------ TE BEOORDELEN TEKST ------

27 256
Aanpassing van wetgeving in verband met de openstelling van het huwelijk en de invoering van adoptie door personen van hetzelfde geslacht

nr. 199b
NOTA NAAR AANLEIDING VAN HET VERSLAG

Ontvangen 2 maart 2001

Graag dank ik de leden van de vaste commissie voor Justitie voor het voortvarend uitgebrachte verslag van het voorbereidend onderzoek naar dit wetsvoorstel. De vragen en opmerkingen van de leden van de CDA-fractie beantwoord ik graag als volgt.

Deze leden merken op dat zij verwonderd zijn over het feit dat het aantal wetten dat aanpassing behoeft relatief gering is. De verklaring voor het geringe aantal aanpassingen is dat een groot aantal wijzigingen reeds tot stand is gebracht in het kader van de invoering van het geregistreerd partnerschap. Daarbij is de wetgeving daar waar nodig in die zin aangepast dat de gevolgen die aan het huwelijk zijn verbonden ook zijn verbonden aan het geregistreerd partnerschap. Bij deze gelegenheid is de wetgeving zo veel mogelijk sekseneutraal geformuleerd, hetgeen tot gevolg heeft gehad dat in verband met de openstelling van het huwelijk veelal geen nadere wijzigingen nodig zijn.

------ GESELECTEERDE GEGEVENS ------

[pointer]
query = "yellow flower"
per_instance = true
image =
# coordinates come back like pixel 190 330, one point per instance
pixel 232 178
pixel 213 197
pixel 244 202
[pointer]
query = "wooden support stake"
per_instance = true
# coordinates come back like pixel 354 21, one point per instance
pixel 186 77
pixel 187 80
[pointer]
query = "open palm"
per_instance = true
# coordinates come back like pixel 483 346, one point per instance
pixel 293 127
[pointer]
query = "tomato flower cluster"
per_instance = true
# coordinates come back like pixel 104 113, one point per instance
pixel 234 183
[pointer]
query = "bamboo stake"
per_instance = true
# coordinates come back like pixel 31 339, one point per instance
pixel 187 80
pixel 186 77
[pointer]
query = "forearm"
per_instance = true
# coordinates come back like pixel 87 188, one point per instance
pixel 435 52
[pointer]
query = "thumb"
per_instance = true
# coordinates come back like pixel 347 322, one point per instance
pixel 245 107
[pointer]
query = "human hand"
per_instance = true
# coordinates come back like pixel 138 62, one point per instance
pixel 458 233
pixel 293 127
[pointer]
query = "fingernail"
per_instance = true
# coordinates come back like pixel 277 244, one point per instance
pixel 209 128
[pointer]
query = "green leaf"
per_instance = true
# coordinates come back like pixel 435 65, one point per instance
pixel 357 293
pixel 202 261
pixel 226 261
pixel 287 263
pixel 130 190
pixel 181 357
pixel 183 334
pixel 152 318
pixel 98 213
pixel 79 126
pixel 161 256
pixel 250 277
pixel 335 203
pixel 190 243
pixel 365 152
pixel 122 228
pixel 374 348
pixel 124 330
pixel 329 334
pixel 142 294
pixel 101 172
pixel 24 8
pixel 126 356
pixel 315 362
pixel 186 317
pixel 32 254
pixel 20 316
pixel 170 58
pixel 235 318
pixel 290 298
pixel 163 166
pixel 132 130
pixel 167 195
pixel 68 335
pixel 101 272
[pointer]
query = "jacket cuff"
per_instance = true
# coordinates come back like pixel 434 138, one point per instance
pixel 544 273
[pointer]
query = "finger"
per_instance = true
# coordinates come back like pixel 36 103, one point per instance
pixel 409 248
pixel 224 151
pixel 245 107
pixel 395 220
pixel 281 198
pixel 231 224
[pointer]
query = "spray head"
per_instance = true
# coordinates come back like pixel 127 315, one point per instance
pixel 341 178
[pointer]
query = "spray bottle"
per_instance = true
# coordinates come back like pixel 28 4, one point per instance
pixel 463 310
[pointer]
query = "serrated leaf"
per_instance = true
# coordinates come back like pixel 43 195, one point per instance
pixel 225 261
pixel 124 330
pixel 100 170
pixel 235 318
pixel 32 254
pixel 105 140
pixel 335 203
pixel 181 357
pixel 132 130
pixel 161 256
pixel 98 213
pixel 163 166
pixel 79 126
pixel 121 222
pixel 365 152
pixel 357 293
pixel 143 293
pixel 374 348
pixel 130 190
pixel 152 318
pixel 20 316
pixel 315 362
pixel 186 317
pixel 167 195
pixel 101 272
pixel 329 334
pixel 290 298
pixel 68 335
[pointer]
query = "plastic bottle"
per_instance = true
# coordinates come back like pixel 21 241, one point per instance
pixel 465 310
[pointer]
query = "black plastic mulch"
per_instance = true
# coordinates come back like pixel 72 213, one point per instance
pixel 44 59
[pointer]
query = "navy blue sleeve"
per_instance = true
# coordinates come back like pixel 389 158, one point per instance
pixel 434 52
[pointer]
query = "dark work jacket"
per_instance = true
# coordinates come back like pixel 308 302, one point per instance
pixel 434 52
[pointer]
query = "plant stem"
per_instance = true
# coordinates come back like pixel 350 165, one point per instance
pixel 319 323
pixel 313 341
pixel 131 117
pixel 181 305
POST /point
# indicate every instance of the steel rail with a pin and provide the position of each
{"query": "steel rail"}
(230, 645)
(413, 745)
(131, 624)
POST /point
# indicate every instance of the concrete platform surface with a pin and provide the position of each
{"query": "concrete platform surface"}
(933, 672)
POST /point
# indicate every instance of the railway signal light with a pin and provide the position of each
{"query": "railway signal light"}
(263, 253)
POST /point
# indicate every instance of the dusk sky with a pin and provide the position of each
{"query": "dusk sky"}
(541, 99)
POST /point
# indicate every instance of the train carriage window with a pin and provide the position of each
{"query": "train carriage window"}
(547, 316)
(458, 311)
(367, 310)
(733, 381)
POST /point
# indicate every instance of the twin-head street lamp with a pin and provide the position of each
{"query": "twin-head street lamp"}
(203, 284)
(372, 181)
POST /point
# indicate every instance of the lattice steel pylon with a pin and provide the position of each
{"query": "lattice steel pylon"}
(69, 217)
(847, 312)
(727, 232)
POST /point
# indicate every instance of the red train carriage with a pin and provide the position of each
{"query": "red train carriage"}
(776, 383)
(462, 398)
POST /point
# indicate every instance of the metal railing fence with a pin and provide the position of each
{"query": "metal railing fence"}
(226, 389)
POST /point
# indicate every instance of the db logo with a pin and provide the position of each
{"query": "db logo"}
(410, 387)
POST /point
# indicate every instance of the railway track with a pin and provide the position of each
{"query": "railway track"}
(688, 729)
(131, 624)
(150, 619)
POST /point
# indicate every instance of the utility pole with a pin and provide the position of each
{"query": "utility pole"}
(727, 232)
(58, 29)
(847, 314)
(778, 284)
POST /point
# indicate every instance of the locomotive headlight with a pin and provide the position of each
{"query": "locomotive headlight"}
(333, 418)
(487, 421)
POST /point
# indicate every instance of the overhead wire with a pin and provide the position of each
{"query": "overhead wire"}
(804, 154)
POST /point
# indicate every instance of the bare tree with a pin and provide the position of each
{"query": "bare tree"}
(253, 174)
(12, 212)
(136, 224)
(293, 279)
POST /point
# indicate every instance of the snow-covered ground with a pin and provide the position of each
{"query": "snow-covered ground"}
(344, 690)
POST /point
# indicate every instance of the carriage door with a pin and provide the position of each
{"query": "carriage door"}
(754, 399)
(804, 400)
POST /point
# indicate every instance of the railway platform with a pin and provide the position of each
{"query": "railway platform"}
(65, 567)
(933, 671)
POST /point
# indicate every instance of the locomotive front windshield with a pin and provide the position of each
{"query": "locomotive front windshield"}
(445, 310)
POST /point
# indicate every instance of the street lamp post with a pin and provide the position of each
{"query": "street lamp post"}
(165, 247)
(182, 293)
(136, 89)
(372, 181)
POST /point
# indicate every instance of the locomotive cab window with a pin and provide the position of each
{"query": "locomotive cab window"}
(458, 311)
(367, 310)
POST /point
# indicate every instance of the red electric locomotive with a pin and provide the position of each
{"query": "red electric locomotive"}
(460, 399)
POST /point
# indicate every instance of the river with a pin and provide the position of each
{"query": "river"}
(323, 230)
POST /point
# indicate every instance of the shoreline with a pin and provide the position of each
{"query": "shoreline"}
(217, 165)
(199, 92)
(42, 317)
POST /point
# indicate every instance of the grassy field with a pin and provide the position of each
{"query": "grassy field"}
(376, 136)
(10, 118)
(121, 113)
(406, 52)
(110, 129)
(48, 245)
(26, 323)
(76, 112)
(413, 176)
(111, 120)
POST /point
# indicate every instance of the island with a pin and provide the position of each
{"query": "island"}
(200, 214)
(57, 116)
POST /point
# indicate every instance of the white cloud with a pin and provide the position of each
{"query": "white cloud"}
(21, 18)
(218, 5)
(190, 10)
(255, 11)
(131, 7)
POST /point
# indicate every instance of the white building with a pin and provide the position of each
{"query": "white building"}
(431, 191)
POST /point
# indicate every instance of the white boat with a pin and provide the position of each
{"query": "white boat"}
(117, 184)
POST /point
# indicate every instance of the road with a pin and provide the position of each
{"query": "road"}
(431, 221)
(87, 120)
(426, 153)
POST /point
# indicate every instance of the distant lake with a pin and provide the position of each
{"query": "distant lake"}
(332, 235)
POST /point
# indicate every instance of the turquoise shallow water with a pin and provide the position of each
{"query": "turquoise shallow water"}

------

■ **WAT JE DOET**: Verander in de nota over de aanpassing van de wetgeving het deel van "Deze leden merken" tot "wijzigingen nodig zijn." door "sekseneutraal" te vervangen door "genderneutraal".

■ **UITWERKING OPDRACHT**:
Deze leden merken op dat zij verwonderd zijn over het feit dat het aantal wetten dat aanpassing behoeft relatief gering is. De verklaring voor het geringe aantal aanpassingen is dat een groot aantal wijzigingen reeds tot stand is gebracht in het kader van de invoering van het geregistreerd partnerschap. Daarbij is de wetgeving daar waar nodig in die zin aangepast dat de gevolgen die aan het huwelijk zijn verbonden ook zijn verbonden aan het geregistreerd partnerschap. Bij deze gelegenheid is de wetgeving zo veel mogelijk genderneutraal geformuleerd, hetgeen tot gevolg heeft gehad dat in verband met de openstelling van het huwelijk veelal geen nadere wijzigingen nodig zijn.